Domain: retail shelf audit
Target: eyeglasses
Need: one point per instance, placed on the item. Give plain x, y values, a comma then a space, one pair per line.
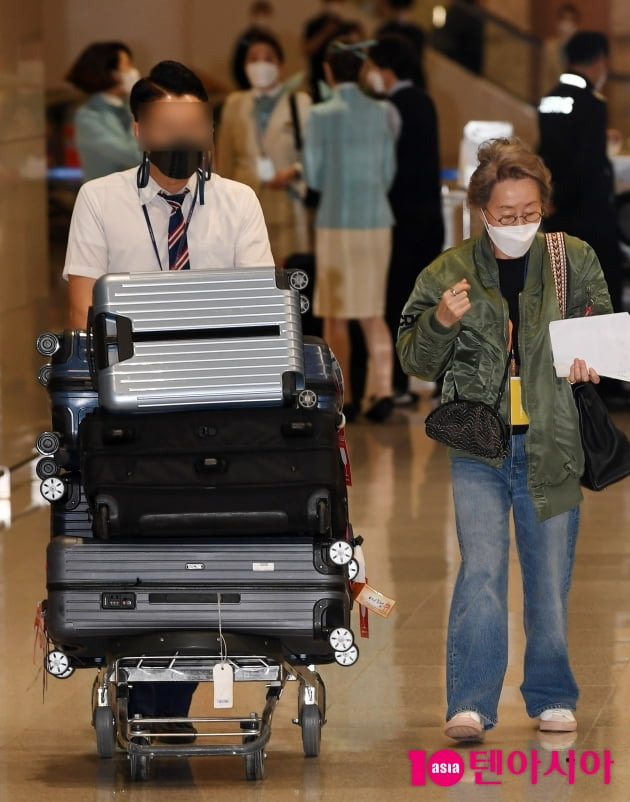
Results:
512, 219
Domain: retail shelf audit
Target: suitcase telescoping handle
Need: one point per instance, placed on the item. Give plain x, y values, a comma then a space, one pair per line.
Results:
110, 340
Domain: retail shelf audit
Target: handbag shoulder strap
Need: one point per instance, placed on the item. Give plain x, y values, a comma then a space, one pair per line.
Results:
558, 255
295, 121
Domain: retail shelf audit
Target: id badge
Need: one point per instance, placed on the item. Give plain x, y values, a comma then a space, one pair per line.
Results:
265, 169
517, 413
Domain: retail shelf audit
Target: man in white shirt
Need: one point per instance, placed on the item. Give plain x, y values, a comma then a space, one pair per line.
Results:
169, 213
120, 222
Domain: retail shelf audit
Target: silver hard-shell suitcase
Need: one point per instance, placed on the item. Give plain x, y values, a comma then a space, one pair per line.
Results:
282, 589
184, 339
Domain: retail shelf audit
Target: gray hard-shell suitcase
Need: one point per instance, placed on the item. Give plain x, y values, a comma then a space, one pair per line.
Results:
283, 589
184, 339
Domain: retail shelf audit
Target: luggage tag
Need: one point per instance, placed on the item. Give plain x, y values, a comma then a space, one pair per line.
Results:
373, 599
223, 679
264, 168
345, 456
222, 672
364, 623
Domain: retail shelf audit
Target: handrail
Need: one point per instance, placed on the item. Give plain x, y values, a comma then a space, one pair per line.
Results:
=-=-=-=-=
Recast all of the data above as a numbered list with one line per entry, skipping any blank lines and leaving the pictures out.

> **Result**
1. Domain: retail shelf audit
2. Target: eyeglasses
3. Need: one point per instance, placed on the item. Give plain x, y values, a comma then a space, one pair per line.
4. Results:
5. 512, 219
6. Domain: retail shelf audit
7. Target: suitcase telescoping handle
8. Need: one point per instance, placed on the item. Give plain x, y values, a comma then a space, one pair per line.
9. Results:
10. 110, 340
11. Domain: retail shelf audit
12. Target: handbag shoulder strap
13. Need: one point per instance, placed on the item. Give plain x, y values, a comma then a space, one pair per line.
14. Results:
15. 558, 255
16. 295, 121
17. Domain: retail shelf audit
18. Target: id badge
19. Need: one point per instance, placed on the item. Give plain x, y values, a comma then a space, one pair per line.
20. Results:
21. 265, 169
22. 517, 413
23. Domain: retail shelf audit
24. Target: man in white shirt
25. Need: one point per instance, placed on the item. Give plain x, y values, a comma then a space, one pair per line.
26. Results:
27. 169, 213
28. 120, 222
29. Domain: retail shelf audit
30. Target: silver hard-shell suitcase
31. Need: one point per instance, placed on the item. Give plain x, y values, a comma then a space, one pair per line.
32. Results:
33. 282, 589
34. 184, 339
35. Domain: retail shelf audit
36. Target: gray hard-shell suitcase
37. Need: one point per instance, placed on the item. Give plain x, y values, a comma then a space, one pair per line.
38. Results:
39. 283, 589
40. 184, 339
41. Domain: retail shelf audit
42. Target: luggage tag
43. Need: one point per instance, placed on the item. Give plain x, y values, a comma then a space, one pair per line.
44. Results:
45. 373, 599
46. 223, 679
47. 264, 168
48. 345, 456
49. 222, 672
50. 364, 623
51. Domain: retail shelf audit
52. Target: handrail
53. Need: one point per instance, placed on the item. Give plain x, y values, a comma then a space, one pair per line.
54. Results:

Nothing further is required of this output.